Copy the listing from the line containing "Please complete this annotation. The target class is grassy" through the end, replacing "tight boxes" with "snug boxes" and changing nothing else. Return only those lines.

######

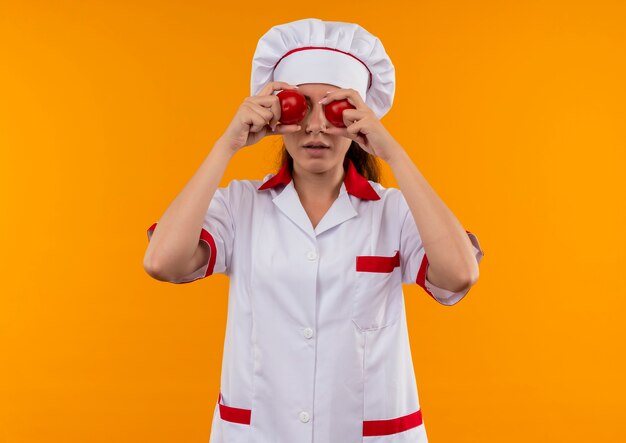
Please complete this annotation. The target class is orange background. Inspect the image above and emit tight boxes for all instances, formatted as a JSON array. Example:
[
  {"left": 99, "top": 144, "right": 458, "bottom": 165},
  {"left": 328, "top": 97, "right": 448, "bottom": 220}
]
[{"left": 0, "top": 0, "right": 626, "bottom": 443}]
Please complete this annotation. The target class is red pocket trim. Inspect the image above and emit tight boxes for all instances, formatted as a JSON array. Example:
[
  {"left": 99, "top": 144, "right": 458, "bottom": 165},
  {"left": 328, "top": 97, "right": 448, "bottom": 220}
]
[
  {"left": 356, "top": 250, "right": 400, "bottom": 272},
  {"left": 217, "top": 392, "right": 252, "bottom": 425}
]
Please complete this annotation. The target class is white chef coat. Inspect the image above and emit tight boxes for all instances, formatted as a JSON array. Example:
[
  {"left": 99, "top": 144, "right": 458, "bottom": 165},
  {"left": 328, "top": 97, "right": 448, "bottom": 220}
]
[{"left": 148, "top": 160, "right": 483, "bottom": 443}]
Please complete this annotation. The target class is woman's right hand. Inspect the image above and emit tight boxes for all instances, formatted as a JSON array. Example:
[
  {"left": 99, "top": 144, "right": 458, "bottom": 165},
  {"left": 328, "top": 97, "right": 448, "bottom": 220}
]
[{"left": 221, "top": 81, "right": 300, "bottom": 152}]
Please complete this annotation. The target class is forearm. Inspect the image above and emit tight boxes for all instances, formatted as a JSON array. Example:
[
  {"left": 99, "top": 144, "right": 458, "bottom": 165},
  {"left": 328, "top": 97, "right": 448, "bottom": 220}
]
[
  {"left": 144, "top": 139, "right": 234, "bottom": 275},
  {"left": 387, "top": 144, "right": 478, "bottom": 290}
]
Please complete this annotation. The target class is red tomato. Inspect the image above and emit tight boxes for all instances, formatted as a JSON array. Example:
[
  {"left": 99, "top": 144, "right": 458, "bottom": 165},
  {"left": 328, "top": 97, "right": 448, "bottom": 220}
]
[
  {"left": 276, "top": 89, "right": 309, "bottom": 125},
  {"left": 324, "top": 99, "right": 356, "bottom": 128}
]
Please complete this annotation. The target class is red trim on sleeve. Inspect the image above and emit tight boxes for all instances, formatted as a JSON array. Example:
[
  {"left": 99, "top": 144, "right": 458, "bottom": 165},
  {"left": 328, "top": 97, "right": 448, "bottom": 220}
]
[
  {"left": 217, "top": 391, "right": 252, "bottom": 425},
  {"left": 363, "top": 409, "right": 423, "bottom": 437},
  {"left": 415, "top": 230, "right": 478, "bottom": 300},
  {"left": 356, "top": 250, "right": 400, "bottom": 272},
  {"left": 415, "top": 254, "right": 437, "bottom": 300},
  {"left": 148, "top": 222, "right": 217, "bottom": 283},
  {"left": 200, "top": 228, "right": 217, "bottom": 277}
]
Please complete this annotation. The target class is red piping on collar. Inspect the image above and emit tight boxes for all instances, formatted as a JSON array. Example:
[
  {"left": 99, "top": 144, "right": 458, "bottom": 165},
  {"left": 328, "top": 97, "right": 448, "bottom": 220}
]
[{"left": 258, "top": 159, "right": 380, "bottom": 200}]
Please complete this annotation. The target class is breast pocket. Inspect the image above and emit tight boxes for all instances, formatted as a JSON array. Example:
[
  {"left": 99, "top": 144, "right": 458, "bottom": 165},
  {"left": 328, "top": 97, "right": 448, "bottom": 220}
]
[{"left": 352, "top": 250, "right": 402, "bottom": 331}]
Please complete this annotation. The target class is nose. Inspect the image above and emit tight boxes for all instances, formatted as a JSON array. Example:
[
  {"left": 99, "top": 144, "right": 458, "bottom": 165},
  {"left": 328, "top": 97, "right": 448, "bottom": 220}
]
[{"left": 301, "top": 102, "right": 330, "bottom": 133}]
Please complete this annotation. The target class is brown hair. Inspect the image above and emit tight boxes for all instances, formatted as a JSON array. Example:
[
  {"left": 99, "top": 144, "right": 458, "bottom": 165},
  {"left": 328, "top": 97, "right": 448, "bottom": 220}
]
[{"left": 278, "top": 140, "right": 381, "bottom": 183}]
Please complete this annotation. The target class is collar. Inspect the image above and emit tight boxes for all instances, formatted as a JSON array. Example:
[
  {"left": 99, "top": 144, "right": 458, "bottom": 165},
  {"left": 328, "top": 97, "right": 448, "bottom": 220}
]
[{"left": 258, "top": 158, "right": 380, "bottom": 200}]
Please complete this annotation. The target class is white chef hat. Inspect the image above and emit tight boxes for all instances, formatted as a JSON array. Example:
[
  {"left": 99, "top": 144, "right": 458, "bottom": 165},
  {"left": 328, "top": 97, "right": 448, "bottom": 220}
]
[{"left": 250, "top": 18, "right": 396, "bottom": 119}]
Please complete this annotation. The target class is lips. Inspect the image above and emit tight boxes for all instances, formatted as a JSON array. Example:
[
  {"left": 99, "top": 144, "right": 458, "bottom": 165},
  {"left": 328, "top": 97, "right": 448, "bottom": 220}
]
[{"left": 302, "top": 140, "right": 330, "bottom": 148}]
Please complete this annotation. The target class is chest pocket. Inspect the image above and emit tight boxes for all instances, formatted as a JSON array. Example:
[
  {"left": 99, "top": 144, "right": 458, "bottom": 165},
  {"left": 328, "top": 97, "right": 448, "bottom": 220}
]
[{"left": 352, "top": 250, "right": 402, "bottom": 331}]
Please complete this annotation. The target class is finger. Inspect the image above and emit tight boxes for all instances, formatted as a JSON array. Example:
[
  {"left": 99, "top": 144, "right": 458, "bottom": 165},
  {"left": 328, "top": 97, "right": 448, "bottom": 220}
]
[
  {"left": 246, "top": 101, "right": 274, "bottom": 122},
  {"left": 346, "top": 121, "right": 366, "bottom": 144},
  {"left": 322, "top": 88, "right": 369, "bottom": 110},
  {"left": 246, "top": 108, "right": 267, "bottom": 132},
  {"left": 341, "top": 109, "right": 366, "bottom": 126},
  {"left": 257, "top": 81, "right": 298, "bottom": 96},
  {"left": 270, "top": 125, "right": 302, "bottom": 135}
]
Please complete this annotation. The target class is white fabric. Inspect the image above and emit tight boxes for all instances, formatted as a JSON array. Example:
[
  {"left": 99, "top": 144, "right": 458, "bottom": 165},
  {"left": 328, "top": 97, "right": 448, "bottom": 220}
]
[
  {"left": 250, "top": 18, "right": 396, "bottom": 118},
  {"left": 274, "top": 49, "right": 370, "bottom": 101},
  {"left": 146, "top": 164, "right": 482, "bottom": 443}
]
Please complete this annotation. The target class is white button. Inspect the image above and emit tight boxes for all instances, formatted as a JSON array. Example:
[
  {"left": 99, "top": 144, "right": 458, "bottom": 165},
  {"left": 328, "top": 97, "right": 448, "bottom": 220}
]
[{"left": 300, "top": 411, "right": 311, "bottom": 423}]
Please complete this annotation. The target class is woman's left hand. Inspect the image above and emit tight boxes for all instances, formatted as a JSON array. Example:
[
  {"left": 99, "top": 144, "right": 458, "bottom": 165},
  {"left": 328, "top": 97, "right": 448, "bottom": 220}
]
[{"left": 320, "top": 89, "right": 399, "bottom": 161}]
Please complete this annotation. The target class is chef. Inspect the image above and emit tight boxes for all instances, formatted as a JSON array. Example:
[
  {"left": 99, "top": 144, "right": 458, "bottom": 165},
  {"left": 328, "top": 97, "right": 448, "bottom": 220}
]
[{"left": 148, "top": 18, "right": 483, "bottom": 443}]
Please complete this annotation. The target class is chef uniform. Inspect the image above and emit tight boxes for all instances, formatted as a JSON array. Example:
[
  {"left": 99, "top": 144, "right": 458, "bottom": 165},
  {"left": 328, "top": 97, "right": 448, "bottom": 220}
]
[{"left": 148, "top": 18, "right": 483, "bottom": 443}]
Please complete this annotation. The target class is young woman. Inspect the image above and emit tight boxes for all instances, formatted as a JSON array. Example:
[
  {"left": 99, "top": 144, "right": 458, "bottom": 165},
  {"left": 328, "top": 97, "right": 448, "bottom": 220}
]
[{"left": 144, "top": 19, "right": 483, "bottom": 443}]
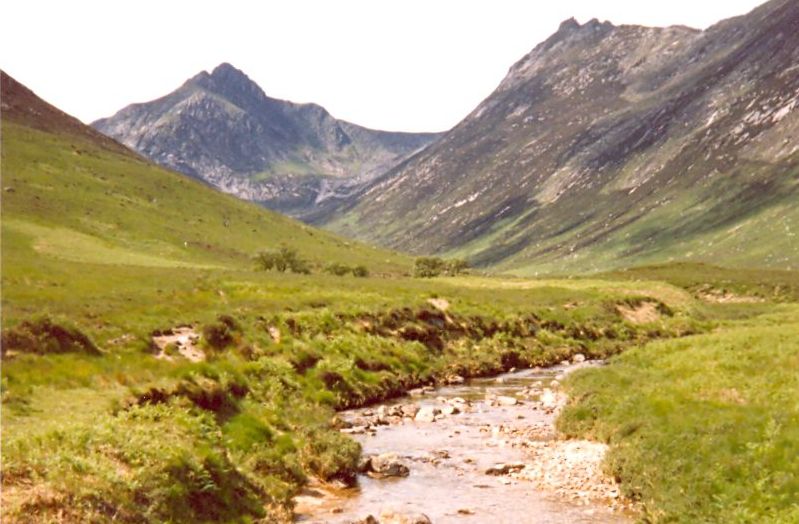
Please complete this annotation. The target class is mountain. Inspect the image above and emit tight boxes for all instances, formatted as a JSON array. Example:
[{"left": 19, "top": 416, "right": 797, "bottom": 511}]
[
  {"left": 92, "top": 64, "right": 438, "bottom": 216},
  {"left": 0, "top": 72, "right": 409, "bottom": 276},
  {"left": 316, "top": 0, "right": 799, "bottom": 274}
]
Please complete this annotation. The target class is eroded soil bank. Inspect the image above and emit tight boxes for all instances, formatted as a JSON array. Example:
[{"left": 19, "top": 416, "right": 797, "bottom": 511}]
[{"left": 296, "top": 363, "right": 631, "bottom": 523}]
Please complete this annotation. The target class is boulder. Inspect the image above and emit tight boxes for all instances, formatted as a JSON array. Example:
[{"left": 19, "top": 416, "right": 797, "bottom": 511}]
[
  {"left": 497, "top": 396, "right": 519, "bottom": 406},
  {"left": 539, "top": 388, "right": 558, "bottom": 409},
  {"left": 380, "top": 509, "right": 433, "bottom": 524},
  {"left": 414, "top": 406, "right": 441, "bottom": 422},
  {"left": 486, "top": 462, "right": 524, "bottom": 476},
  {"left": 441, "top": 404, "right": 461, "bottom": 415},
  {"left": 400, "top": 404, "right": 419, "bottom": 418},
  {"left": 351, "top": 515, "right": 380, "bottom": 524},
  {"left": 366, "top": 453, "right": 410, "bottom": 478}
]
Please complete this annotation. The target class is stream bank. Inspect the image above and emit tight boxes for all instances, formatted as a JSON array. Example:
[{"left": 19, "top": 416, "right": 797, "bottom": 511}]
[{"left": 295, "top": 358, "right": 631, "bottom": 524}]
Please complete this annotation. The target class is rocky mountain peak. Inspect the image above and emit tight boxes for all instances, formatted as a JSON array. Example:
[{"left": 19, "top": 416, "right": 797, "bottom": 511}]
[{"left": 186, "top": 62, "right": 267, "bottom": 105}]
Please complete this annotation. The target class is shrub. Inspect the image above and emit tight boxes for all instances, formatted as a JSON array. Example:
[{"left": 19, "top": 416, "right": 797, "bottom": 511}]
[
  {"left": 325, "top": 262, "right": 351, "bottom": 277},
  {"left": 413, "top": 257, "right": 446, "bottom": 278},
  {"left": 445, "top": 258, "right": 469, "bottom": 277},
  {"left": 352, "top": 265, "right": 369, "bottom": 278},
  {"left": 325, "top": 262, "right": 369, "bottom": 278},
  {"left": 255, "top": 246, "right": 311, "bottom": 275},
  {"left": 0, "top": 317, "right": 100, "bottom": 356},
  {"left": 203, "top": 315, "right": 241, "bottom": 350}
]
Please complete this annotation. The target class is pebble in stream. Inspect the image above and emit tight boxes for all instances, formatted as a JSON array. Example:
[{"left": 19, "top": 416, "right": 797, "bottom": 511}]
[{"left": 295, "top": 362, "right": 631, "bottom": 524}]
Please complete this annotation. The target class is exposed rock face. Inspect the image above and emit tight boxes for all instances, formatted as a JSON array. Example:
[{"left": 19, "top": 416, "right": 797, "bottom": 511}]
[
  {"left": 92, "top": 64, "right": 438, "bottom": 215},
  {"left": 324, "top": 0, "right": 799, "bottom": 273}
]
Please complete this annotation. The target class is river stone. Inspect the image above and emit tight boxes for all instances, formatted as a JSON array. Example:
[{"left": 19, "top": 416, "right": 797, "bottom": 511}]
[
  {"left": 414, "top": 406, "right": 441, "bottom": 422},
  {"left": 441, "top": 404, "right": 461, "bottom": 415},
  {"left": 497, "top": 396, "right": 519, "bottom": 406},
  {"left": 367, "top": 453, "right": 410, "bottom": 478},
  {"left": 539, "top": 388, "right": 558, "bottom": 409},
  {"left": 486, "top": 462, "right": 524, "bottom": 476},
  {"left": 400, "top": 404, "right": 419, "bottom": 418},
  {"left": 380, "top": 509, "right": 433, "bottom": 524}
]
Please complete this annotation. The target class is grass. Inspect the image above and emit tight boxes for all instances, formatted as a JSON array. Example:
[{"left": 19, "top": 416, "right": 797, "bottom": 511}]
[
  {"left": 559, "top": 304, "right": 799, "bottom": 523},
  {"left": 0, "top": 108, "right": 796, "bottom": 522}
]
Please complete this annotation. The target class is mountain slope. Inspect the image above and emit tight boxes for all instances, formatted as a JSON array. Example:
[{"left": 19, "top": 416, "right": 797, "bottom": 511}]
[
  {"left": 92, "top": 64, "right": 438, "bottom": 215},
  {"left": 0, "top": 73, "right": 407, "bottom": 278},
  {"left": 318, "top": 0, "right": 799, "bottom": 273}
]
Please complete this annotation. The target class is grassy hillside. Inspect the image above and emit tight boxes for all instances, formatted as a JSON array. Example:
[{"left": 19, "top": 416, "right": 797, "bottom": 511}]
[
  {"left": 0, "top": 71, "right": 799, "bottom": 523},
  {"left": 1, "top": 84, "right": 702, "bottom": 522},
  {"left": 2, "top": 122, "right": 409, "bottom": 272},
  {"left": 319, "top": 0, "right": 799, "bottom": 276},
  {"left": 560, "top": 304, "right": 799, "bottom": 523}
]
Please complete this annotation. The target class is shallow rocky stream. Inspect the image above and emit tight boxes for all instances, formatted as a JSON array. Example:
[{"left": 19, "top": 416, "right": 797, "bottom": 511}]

######

Answer to the problem -
Please complete this annotation. The target class is grassy hillside. Inspect the image above and emit snug boxes for all instances, formatted as a JSON array. Example:
[{"left": 19, "top": 416, "right": 797, "bottom": 511}]
[
  {"left": 0, "top": 71, "right": 799, "bottom": 523},
  {"left": 1, "top": 84, "right": 702, "bottom": 522},
  {"left": 2, "top": 122, "right": 409, "bottom": 272},
  {"left": 319, "top": 0, "right": 799, "bottom": 276},
  {"left": 560, "top": 304, "right": 799, "bottom": 523}
]
Please complete this annotation. The target class is shallow rocky stream. Inspect the image above and emit snug boxes for all instances, formatted as a JSON array. Example:
[{"left": 19, "top": 416, "right": 797, "bottom": 511}]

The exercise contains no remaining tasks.